Point-per-instance localization data
• • •

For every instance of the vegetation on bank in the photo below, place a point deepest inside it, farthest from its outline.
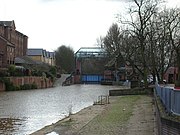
(20, 71)
(11, 87)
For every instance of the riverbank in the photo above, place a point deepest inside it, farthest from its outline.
(129, 115)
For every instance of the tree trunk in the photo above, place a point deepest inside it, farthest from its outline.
(177, 83)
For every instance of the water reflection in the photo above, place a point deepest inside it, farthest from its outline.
(23, 112)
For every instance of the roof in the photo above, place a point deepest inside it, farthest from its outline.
(88, 52)
(35, 52)
(8, 23)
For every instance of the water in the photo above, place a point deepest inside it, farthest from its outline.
(24, 112)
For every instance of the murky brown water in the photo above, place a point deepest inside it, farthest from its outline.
(23, 112)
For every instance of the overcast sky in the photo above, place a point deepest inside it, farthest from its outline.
(52, 23)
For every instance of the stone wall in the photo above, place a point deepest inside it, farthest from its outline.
(39, 81)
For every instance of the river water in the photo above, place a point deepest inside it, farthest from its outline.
(24, 112)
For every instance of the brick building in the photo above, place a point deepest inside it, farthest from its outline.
(42, 55)
(12, 43)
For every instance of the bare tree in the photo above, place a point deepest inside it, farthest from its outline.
(141, 13)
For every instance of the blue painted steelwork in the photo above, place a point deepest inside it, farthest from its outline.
(170, 98)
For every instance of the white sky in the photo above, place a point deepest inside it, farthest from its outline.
(52, 23)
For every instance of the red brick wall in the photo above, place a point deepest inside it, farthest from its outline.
(3, 52)
(2, 86)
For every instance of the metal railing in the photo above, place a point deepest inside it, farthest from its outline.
(170, 98)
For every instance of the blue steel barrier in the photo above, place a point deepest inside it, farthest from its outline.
(94, 79)
(170, 97)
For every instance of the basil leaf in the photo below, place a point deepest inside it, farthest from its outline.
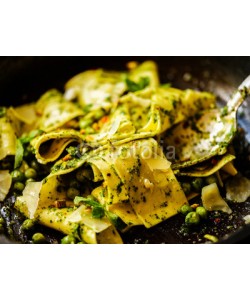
(19, 154)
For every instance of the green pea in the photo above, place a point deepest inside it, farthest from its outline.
(17, 176)
(6, 165)
(202, 212)
(186, 188)
(68, 239)
(19, 186)
(192, 218)
(74, 183)
(1, 229)
(30, 173)
(38, 238)
(29, 180)
(35, 165)
(3, 111)
(85, 123)
(197, 184)
(211, 179)
(28, 224)
(72, 193)
(84, 174)
(185, 209)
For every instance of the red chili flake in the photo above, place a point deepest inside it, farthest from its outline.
(185, 125)
(177, 141)
(104, 119)
(60, 203)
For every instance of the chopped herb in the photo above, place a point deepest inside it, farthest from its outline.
(31, 136)
(137, 86)
(97, 209)
(116, 221)
(19, 154)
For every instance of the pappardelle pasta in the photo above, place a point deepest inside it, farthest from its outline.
(115, 150)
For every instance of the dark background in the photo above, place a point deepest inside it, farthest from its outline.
(24, 79)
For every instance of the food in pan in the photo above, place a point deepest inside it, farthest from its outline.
(114, 151)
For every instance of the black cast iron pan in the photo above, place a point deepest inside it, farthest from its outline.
(24, 79)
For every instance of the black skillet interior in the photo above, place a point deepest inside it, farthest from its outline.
(24, 79)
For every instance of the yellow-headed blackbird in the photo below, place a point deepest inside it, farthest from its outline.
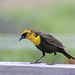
(45, 42)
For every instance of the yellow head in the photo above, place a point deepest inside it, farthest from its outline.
(30, 34)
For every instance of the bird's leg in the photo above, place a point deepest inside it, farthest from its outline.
(53, 60)
(39, 58)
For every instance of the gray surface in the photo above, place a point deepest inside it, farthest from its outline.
(68, 41)
(25, 68)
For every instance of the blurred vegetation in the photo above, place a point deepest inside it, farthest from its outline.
(53, 17)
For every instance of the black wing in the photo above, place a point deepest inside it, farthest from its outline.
(52, 40)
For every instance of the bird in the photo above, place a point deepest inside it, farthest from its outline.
(46, 43)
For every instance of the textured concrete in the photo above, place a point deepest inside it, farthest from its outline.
(25, 68)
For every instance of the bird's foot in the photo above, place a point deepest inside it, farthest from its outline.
(35, 62)
(53, 63)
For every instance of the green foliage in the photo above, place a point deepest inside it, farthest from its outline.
(53, 18)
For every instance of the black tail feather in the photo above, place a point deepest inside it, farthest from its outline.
(67, 55)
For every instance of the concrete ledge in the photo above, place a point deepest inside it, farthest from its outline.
(25, 68)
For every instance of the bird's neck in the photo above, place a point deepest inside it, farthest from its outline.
(35, 40)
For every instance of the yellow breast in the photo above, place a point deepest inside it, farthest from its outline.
(35, 40)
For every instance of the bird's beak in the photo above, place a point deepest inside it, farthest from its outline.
(21, 38)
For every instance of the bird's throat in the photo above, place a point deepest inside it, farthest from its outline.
(35, 40)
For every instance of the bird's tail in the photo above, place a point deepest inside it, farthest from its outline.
(67, 55)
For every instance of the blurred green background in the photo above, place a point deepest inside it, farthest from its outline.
(53, 16)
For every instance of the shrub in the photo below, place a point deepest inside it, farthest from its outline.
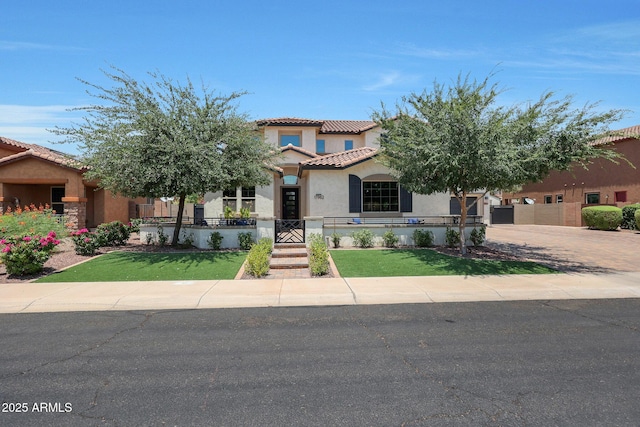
(423, 238)
(24, 255)
(114, 233)
(335, 239)
(187, 240)
(390, 240)
(318, 255)
(86, 243)
(245, 240)
(257, 262)
(162, 238)
(452, 237)
(477, 236)
(215, 240)
(30, 221)
(363, 238)
(628, 216)
(606, 218)
(134, 225)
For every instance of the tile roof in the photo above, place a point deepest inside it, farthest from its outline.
(340, 160)
(300, 150)
(620, 135)
(326, 126)
(32, 150)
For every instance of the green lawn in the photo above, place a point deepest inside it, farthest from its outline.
(423, 262)
(134, 266)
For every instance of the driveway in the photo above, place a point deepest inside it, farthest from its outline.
(569, 249)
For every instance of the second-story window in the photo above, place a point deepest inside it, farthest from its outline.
(290, 139)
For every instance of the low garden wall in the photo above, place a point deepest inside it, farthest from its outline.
(404, 233)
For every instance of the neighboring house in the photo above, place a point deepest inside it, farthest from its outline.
(31, 174)
(328, 169)
(604, 182)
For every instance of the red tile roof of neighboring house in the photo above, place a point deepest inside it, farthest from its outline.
(32, 150)
(326, 126)
(340, 160)
(620, 135)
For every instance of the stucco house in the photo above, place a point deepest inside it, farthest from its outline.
(31, 173)
(558, 199)
(328, 169)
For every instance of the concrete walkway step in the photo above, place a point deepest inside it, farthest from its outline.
(289, 263)
(289, 253)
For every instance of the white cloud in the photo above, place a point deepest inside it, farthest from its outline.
(15, 46)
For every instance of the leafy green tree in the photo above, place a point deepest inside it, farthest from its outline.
(457, 140)
(167, 139)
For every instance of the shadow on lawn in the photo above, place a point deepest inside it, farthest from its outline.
(542, 256)
(468, 266)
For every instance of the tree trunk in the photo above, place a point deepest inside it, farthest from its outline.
(463, 222)
(176, 230)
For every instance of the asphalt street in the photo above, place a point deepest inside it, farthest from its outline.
(513, 363)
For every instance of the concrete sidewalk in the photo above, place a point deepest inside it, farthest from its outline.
(101, 296)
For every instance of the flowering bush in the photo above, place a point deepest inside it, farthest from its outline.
(24, 255)
(114, 233)
(86, 242)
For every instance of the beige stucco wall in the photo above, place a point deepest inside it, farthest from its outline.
(328, 192)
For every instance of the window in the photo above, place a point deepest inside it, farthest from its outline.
(380, 196)
(229, 198)
(290, 139)
(592, 198)
(57, 193)
(249, 198)
(290, 180)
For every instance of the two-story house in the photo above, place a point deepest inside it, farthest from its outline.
(328, 169)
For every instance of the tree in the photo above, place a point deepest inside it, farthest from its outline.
(166, 139)
(457, 140)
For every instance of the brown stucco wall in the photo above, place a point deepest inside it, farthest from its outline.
(602, 177)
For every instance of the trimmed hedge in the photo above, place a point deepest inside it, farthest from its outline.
(628, 216)
(606, 218)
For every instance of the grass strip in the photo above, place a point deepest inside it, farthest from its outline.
(424, 262)
(136, 266)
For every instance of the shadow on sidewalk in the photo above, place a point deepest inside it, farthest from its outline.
(542, 255)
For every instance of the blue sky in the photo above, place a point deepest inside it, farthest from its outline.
(330, 59)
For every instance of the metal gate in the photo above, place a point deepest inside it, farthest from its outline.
(502, 214)
(289, 231)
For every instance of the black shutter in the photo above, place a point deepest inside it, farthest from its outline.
(355, 194)
(406, 200)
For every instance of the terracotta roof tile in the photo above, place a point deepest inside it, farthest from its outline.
(326, 126)
(340, 160)
(299, 150)
(347, 126)
(32, 150)
(619, 135)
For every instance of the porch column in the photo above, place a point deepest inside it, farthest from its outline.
(75, 209)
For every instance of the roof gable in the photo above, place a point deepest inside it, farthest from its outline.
(341, 160)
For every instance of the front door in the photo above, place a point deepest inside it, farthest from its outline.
(290, 203)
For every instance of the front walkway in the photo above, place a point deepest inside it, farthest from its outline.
(569, 249)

• • •

#### WORK INSTRUCTION
Please make your reply exactly the lines from the one containing "For every instance of the trimmed" through the end of the entries above, and nothing more.

#### TASK ANSWER
For every instance of the trimmed hedge in the photo above, place a point deepest inside it, farthest from its outline.
(628, 216)
(606, 218)
For every instance of the grass strip in the photo above, place a point deepest inside it, farthest from its outline.
(424, 262)
(136, 266)
For every instance of the shadow on sidewalk in the photo above, place a point deepest inside it, farthest from its outline.
(542, 255)
For every instance of the blue sky in the photo above, place a point deepest inside it, farthest from its outline.
(330, 59)
For every instance of the metal gate in the photo above, place a point deepest inside it, farthest from its outline.
(502, 214)
(289, 231)
For every instance of the black shutter in the photo above, place a point deepest inside it, farthest from its outline.
(355, 194)
(406, 200)
For every instance of the terracotta roof tile in the photo above, place a point deepest inside it, farthest from its outline.
(326, 126)
(340, 160)
(299, 150)
(347, 126)
(32, 150)
(619, 135)
For every instance of the porch column in the photo above, place a point deepest inside it, farthest from its outline.
(75, 209)
For every instance of the roof gable in the photo above, place a point deepest inside it, farthest from its outline.
(341, 160)
For every instance of the front door in the photo above, place a point deepest inside it, farthest from its outline.
(290, 203)
For every instance of the front walkway in the photo above, place a point deepest inside it, farthest from its outline.
(569, 249)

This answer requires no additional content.